### Text shown
——
United States District Court, N.D. Illinois, Eastern Division

September 24, 2014

TEDDY O'BRIAN'S, INC., Defendant.


RONALD A. GUZMAN, District Judge.

Plaintiff sues defendant for trademark infringement and unfair competition. Defendant countersues plaintiff for, among other things, a declaration of trademark invalidity (Count I), cancellation of trademarks (Counts III and IV), fraudulent procurement of trademark registration (Count V), violation of the Sherman and Clayton Acts (Count VI), abuse of process (Count VII) and fraud (Count VIII). The case is before the Court on plaintiff's motion pursuant to Federal Rule of Civil Procedure ("Rule") 12(b)(6) to dismiss these counterclaims. For the reasons set forth below, the Court grants in part and denies in part the motion.


Plaintiff alleges that it owns Trademark Registration No. 4, 099, 045 for the trademark SOUND CHOICE, and No. 4, 099, 052 for a display mark consisting of the words "Sound Choice" written diagonally across a measure of sheet music. ( Id. ¶¶ 11-12.) Plaintiff further alleges that karaoke operators who put on shows at defendant's establishment use karaoke accompaniment tracks, ' i.e., "recorded accompaniment music, together with graphical displays of the lyrics and other material synchronized to the music, " that were duplicates of tracks created by plaintiff. ( Id. ¶¶ 9, 14-20.) Plaintiff says that the karaoke operators or the people from whom they obtained the duplicates were not authorized to make, use or procure them, or to use the Sound Choice marks. ( Id. ¶¶ 20-23.) Plaintiff received no fees or royalties for the duplications, and defendant profited from their use in its establishment. ( Id. ¶¶ 24-25, 29-31.)
——
Dataset records on where objects are located

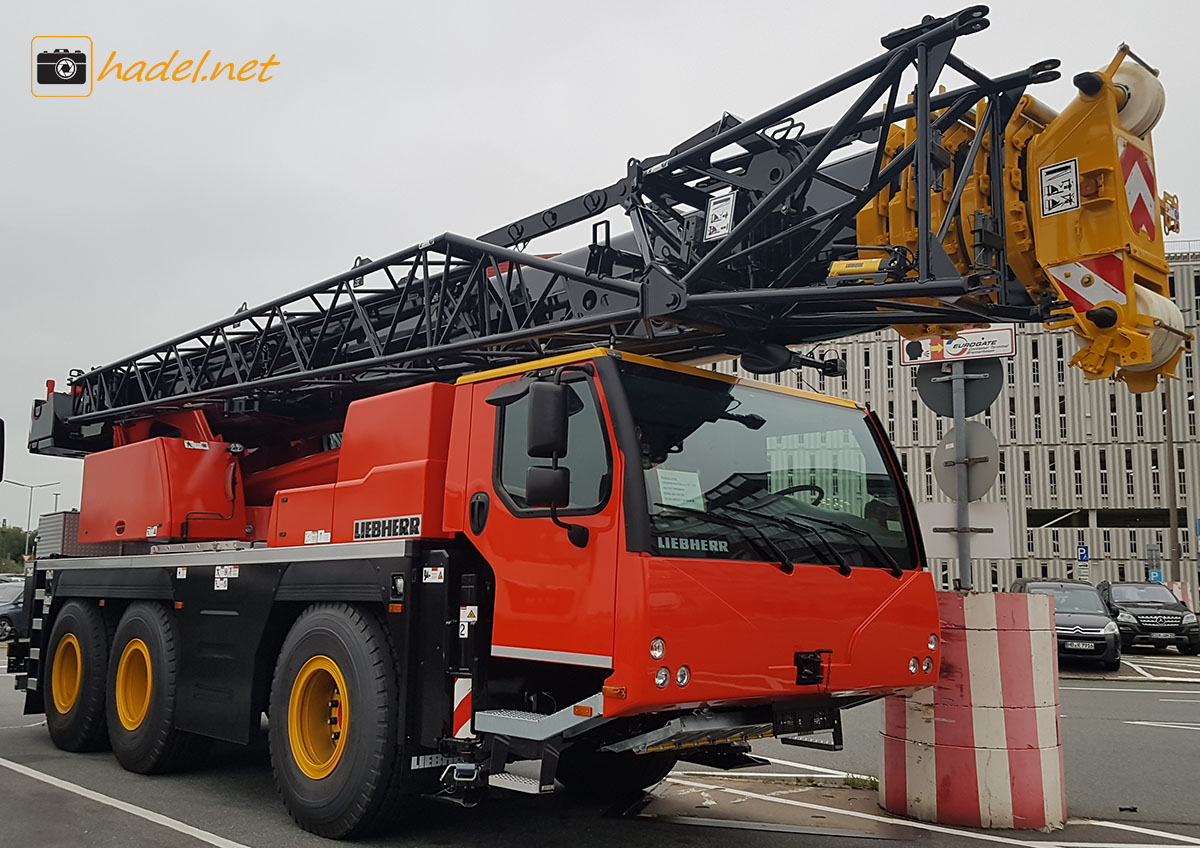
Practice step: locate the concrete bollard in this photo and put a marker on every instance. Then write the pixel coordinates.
(982, 749)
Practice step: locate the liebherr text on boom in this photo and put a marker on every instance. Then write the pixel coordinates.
(468, 505)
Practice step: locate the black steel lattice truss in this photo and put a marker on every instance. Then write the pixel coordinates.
(453, 305)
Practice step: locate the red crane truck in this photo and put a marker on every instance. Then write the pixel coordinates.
(466, 505)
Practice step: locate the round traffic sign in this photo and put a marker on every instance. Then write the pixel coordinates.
(984, 452)
(981, 389)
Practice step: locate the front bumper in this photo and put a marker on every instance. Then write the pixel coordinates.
(1104, 648)
(1162, 637)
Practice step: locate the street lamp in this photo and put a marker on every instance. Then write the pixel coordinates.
(29, 517)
——
### Task instructions
**a.** Under which rule does the plaintiff move to dismiss the counterclaims in the court opinion?
**b.** Continue the court opinion on the Sound Choice trademark dispute from the point where it stops.
The records are separate from the court opinion and have nothing to do with it.

### Responses
**a.** Federal Rule of Civil Procedure 12(b)(6).

**b.**
Defendant alleges that plaintiff published for opposition to Trademark Nos. 4, 099, 052 and 4, 099, 045 on November 29, 2011, and registered the marks on February 14, 2012. (Counterclaim ¶¶ 12, 14.) It further alleges that plaintiff's application for these marks state that plaintiff had been using the marks in connection with karaoke shows since July 21, 2010, though plaintiff had not actually done so. ( Id. ¶¶ 13, 15-16.) Since obtaining the marks, plaintiff has threatened to sue dozens of venues that host karaoke shows unless they buy plaintiff's products, force the karaoke operators they hire to submit to random audits by plaintiff, or hire operators approved by plaintiff. ( Id. ¶¶ 20-25.) Defendant contends that plaintiff's actions violate the Lanham, Sherman, and Clayton Acts and constitute fraud and abuse of process.


On a Rule 12(b)(6) motion to dismiss, the Court accepts as true all well-pleaded factual allegations of the complaint, drawing all reasonable inferences in plaintiff's favor. Hecker v. Deere & Co., 556 F.3d 575, 580 (7th Cir. 2009). "[A] complaint attacked by a Rule 12(b)(6) motion to dismiss does not need detailed factual allegations" but must contain "enough facts to state a claim for relief that is plausible on its face." Bell Atl. Corp. v. Twombly, 550 U.S. 544, 570 (2007).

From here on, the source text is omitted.